» **DIRECTIONS**: Please reproduce, exactly, the part of the entries that opens with the line containing "Every instance of the snowy" and runs through the last entry, with both ends included. Leave the pictures out of your answer.

-- start of DATASET RECORDS --

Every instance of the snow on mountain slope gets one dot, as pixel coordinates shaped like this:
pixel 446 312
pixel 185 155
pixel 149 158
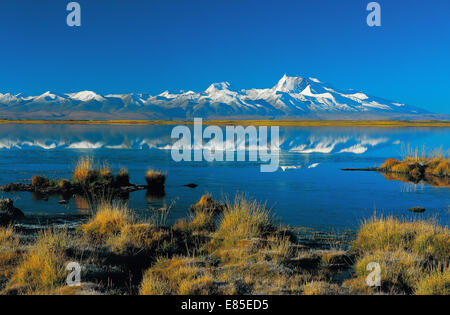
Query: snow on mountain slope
pixel 291 97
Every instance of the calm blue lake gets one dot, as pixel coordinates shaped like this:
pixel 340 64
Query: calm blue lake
pixel 315 194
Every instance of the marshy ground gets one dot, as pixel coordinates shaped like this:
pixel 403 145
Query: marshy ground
pixel 433 169
pixel 221 247
pixel 239 250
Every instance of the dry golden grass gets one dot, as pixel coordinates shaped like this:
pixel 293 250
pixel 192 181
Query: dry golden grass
pixel 410 254
pixel 198 221
pixel 107 222
pixel 243 219
pixel 9 250
pixel 320 288
pixel 155 179
pixel 123 178
pixel 43 266
pixel 284 122
pixel 401 168
pixel 178 275
pixel 389 163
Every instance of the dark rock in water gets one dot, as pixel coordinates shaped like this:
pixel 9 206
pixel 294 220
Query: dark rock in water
pixel 9 213
pixel 207 204
pixel 417 209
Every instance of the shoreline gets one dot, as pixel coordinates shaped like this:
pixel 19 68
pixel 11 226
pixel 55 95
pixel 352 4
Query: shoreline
pixel 283 123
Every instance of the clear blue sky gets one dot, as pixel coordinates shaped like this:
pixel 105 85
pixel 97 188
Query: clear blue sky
pixel 156 45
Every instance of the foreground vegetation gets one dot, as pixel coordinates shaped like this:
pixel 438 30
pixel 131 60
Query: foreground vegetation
pixel 230 248
pixel 433 168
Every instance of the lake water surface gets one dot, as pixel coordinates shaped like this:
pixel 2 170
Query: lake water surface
pixel 317 194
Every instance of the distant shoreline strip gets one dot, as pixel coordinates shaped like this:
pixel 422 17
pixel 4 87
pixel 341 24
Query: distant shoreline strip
pixel 287 123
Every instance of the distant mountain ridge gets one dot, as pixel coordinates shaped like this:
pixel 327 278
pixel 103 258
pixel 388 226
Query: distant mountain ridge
pixel 290 98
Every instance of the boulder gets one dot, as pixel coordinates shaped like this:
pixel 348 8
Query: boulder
pixel 9 213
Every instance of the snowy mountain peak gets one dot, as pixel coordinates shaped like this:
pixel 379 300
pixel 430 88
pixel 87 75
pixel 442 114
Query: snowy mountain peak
pixel 291 84
pixel 292 97
pixel 86 96
pixel 218 87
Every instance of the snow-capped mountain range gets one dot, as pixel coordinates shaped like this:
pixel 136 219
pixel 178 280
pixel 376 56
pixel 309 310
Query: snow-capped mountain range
pixel 291 97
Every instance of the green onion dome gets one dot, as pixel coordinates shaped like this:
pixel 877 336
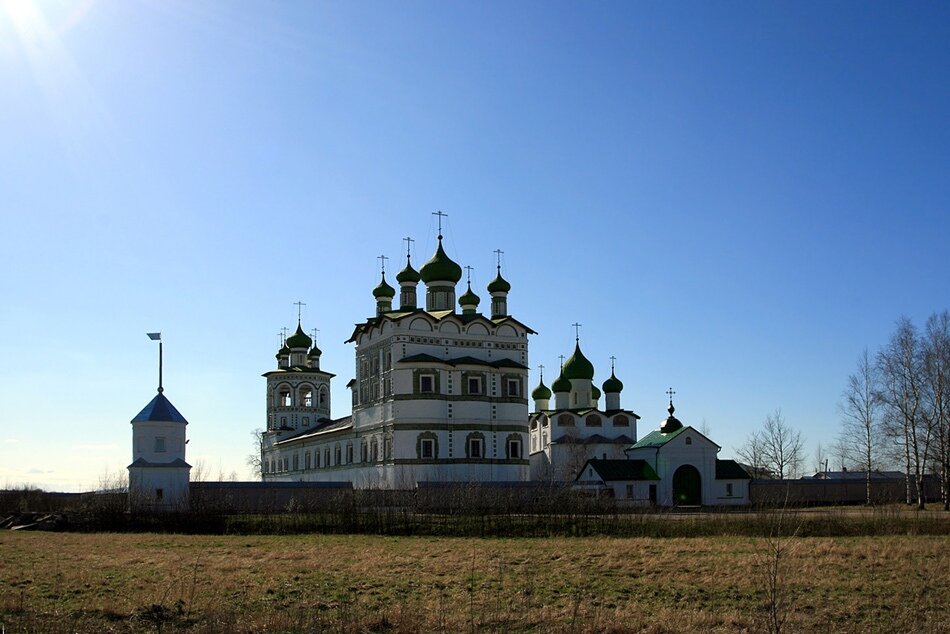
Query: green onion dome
pixel 561 384
pixel 408 274
pixel 578 367
pixel 613 384
pixel 671 423
pixel 469 298
pixel 499 284
pixel 440 268
pixel 541 392
pixel 299 339
pixel 384 290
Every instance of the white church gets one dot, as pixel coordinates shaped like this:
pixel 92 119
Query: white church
pixel 440 396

-- end of DATASET RECORDS --

» **TASK OUTPUT**:
Every instance of the snowy mountain peak gets one dot, as pixel coordinates shaped like this:
pixel 379 300
pixel 430 88
pixel 87 75
pixel 442 114
Query: snowy mountain peak
pixel 291 84
pixel 292 97
pixel 86 96
pixel 218 87
Every instance of the snow-capped mountain range gets one dot, as pixel coordinates shaped like this:
pixel 136 219
pixel 178 280
pixel 376 56
pixel 309 310
Query: snow-capped mountain range
pixel 291 97
Every instance of the green onion dome gets one dot, as pixel coordinates shaped like this:
pixel 877 336
Query: green onion dome
pixel 561 384
pixel 408 274
pixel 578 367
pixel 613 384
pixel 671 423
pixel 469 298
pixel 499 284
pixel 440 268
pixel 541 392
pixel 299 339
pixel 384 290
Every instance of the white church gets one dot, as pixel coordinates shaped like this:
pixel 92 119
Query: white church
pixel 440 396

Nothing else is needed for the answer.